» Work request
Continue the piece below about what people would do with lottery winnings, picking up after its last sentence.

» Supplied text
Most of us probably read about the winners of the lottery that netted two Michigan men $266 million dollars. Not bad pay days, even after dividing the $266 million into two, $133 million pay checks. Now we all know that the government gets their chunk, so reduce that $133 million to, let’s say, $90 million and then you start thinking about what to do with all of your money…that’s when the interesting discussion starts.
Imagine if you had that money, all $90 million dollars of it (earning $1.8 million per year in interest with a 2% savings account- I’d bet the bank would give you two toasters for opening that account). Would you continue the lifestyle or the career that you have today (assuming all that scratch was already in the bank)? I listen to people who chat about lottery winnings and they use the topic as a catalyst for sharing dreams, goals, and aspirations as it relates to all of the things they would like to do in life, but might not have the opportunity to do for various reasons. Some people talk about setting their kids up for life and the pressure that would relieve. Some talk about cars and vacation homes. Some talk about starting businesses and some talk about helicopters picking them up for their morning ride around town (o.k. – I thought it would be cool, just once, to drop my kids off at school from our helicopter, but I know it’s not practical).
I think we’d all be lying if we hadn’t been part of that game a number of times with a number of different people and what I find so intriguing are the number of dreams people have that never get pursued.

» Extracted material
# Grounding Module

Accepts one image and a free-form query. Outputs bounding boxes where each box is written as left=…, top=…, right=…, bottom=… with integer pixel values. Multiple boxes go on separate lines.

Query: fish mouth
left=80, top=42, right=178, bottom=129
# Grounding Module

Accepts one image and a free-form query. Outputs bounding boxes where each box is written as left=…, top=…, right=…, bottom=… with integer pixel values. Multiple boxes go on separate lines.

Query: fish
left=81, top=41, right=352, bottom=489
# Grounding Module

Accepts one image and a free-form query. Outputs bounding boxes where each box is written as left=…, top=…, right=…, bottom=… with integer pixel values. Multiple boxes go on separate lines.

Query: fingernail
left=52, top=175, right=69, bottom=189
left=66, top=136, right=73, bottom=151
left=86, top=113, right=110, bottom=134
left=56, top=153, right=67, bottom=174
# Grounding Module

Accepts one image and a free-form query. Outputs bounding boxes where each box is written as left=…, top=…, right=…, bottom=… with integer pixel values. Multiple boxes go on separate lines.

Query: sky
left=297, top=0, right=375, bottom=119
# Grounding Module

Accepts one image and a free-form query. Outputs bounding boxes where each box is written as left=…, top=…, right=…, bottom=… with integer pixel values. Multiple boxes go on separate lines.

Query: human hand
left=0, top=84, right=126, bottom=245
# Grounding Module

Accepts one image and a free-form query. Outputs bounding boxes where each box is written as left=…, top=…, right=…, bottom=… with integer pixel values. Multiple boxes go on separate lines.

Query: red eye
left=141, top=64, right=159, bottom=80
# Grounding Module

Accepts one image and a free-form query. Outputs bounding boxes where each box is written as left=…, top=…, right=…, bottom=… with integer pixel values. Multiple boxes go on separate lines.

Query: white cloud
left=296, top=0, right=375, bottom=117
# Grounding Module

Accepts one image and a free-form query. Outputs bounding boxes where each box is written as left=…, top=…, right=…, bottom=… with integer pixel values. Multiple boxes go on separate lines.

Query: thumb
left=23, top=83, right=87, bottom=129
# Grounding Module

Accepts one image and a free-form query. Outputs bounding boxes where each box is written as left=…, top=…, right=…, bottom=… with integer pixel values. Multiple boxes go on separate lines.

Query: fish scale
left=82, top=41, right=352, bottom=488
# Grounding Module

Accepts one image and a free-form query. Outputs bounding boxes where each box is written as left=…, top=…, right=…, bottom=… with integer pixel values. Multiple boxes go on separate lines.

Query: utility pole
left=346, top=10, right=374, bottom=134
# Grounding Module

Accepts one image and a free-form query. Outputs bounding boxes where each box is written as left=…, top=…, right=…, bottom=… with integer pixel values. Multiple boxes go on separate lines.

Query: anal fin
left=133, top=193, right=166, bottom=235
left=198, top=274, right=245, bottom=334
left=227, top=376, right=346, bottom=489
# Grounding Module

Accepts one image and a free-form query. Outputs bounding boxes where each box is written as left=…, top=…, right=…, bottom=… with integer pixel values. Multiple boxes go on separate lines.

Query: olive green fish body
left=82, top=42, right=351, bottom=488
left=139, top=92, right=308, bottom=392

» Reply to the exercise
My son’s hockey coach approached me the other day and inquired about my writing. He noticed one of my blog titles on my personal email signature and asked “what the writing was all about”. I shared with him that I used to write an industry blog for my last employer and that I had aspirations of writing and speaking for a living. After giving him my quick response, I dove back down to sea level and resumed my routine of answering emails on my blackberry as the kids skated around the rink.
Cliff grabbed my attention again and asked, “Why don’t you write and speak then” as if it were so simple and illogical that someone who wants something wouldn’t go get it and that’s when it hit me…
Most of our goals, targets and dreams that get outlined when playing the “what would I do if I won a BAJILLION dollars” game might be more achievable than we think. I know this because I am a man who has run a marathon, but is not built like a marathoner. I am the son of a woman who wanted to live through cancer and did and I am the brother of a man who went from renting moonwalks for a living at age 22 to becoming the Chief Operating Officer of an incredibly profitable entertainment business by age 34, so I guess most things are closer to our reach than we may give credit.
Thanks Cliff. I appreciate your honest and logical question. I am writing, maybe not getting paid to do it yet, but enjoying every minute of the writing I do. If I stay persistent enough and someday complete that book or have an article published, I’ll make sure to remember that it was your question that helped keep me on track with my personal dreams and vision. To the rest of you, if you happen to be reading this and think about running, or teaching, or retiring, or changing careers, or any other myriad of “lotto list goals”, choose one, make up a concrete plan of steps to take which will get you closer to your goal and begin pursuing. You’ll surprise yourself, I promise that.